### Work instructions:
1) Rewrite the film reviews from "This 1993 fantasy" to "a bucket-list movie.", putting "meteorologist" in place of "weatherman".
2) For each statement below, say yes or no to whether it agrees with the film reviews, and quote the words that decide it: (a) Groundhog Day came out in 1993. (b) In Leo, the class's main teacher is absent because of an illness. (c) Two of Sandler's daughters voice fifth-graders in Leo.

### Selection:
— begin —

Groundhog Day (film)

This 1993 fantasy comedy stars Bill Murray as a snarky, cynical weatherman tasked with covering the annual Groundhog Day festival in Punxsutawney, Pennsylvania, who becomes entrapped in a time loop that makes him relive the day endlessly. As he does so, he accustoms himself to the various situations in town that recur and discovers that he can make some good of his apparent supernatural situation. The film melds comedy and philosophy well, having some religious allegory and qualifying as iconic, the title and holiday becoming synonymous with unpleasant and repetitive situations. Some of the technology dates it to the first half of the 1990s, but it’s still a bucket-list movie.

Leo

Adam Sandler voices the eponymous septuagenarian tuatara, who fears he may be dying and thus reveals his talkative nature to his fifth-grade class’s students when each, at the behest of their strict long-term substitute teacher (due to their main teacher’s pregnancy), takes him home as a pet for the weekend to bond with them, with Leo’s turtle friend Squirtle occasionally helping. Sandler’s daughters Sunny and Sadie also voice two of the fifth-graders. It’s basically a (mostly) family-friendly musical comedy, with occasional Aesops in the mix and character transformation (in terms of nature, not physical form). It has some decent laughs but is more or less on par with Sandler’s prior films.

— end —

### Information supplied:

— begin —

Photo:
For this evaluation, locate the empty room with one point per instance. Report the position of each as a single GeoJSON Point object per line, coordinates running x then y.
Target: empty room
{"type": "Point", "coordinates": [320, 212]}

— end —

### Answers to the exercise:
1)
This 1993 fantasy comedy stars Bill Murray as a snarky, cynical meteorologist tasked with covering the annual Groundhog Day festival in Punxsutawney, Pennsylvania, who becomes entrapped in a time loop that makes him relive the day endlessly. As he does so, he accustoms himself to the various situations in town that recur and discovers that he can make some good of his apparent supernatural situation. The film melds comedy and philosophy well, having some religious allegory and qualifying as iconic, the title and holiday becoming synonymous with unpleasant and repetitive situations. Some of the technology dates it to the first half of the 1990s, but it’s still a bucket-list movie.

2)
(a) Yes: "This 1993 fantasy comedy"
(b) No: "due to their main teacher’s pregnancy"
(c) Yes: "Sandler’s daughters Sunny and Sadie also voice two of the fifth-graders"